* EXERCISE PROMPT *
Please convert every row below into a Markdown table with the columns "No." and "Text", giving each line its number and skipping blank lines. Leave the pictures out of the table.

* RECORDS FOR THE EXERCISE *
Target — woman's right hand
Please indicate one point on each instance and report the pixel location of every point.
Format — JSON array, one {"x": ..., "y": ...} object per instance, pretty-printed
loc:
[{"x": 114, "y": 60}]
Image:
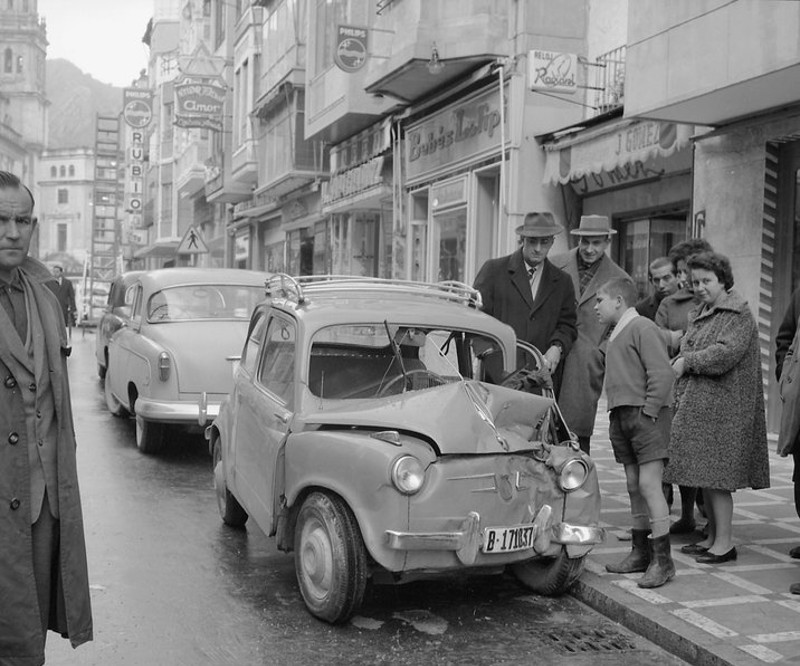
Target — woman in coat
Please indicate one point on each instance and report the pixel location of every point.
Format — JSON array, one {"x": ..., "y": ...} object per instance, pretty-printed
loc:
[{"x": 719, "y": 438}]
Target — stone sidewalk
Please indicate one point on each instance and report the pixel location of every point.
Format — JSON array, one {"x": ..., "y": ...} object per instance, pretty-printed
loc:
[{"x": 735, "y": 613}]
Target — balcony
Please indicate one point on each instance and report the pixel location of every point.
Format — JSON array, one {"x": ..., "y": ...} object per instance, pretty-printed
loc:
[{"x": 190, "y": 170}]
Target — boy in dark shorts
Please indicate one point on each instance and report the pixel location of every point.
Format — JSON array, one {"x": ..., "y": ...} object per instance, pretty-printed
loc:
[{"x": 638, "y": 386}]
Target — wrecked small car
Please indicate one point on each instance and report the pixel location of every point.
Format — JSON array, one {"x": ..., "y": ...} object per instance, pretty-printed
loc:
[{"x": 368, "y": 430}]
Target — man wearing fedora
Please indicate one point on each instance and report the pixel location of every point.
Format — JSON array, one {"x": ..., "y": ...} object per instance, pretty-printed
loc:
[
  {"x": 589, "y": 267},
  {"x": 525, "y": 291}
]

* RESPONSE *
| No. | Text |
|---|---|
| 1 | Target — woman's right hand |
| 2 | Please indicate one point on each instance and report the pixel location of every point. |
| 3 | Format — JSON array, one {"x": ..., "y": ...} object per instance, pretty-printed |
| 4 | loc: |
| 5 | [{"x": 114, "y": 60}] |
| 6 | Image: |
| 7 | Target — woman in coat |
| 8 | Please indicate one point on each instance and report the pixel location of every point. |
| 9 | Format — JSON array, one {"x": ..., "y": ...} object per instance, pretty-printed |
| 10 | loc: |
| 11 | [{"x": 719, "y": 438}] |
| 12 | Target — stone sidewalk |
| 13 | Please indicate one point on each instance and report the pixel location of every point. |
| 14 | Format — JSON array, one {"x": ..., "y": ...} object per instance, pretty-printed |
| 15 | loc: |
| 16 | [{"x": 735, "y": 613}] |
| 17 | Target — balcony |
| 18 | Please indicate one point on each instance and report the pixel location of every point. |
| 19 | Format — JSON array, one {"x": ..., "y": ...} object per instance, pretty-printed |
| 20 | loc: |
| 21 | [{"x": 190, "y": 170}] |
| 22 | Target — boy in dark shorts |
| 23 | Please indicate one point on each instance and report the pixel location of every point. |
| 24 | Format — JSON array, one {"x": ..., "y": ...} object per instance, pretty-printed |
| 25 | loc: |
| 26 | [{"x": 638, "y": 386}] |
| 27 | Target — wrecked small car |
| 28 | Please indicate one point on each instance and report the pixel location of every point. |
| 29 | Format — JSON array, one {"x": ..., "y": ...} object per instance, pretty-printed |
| 30 | loc: |
| 31 | [{"x": 368, "y": 430}] |
| 32 | Target — man wearing fedora |
| 33 | Please indicate one point on each instance and report the pixel location of every point. |
| 34 | Format — JSON array, one {"x": ..., "y": ...} object per instance, pretty-printed |
| 35 | loc: |
| 36 | [ |
| 37 |   {"x": 589, "y": 267}, |
| 38 |   {"x": 525, "y": 291} |
| 39 | ] |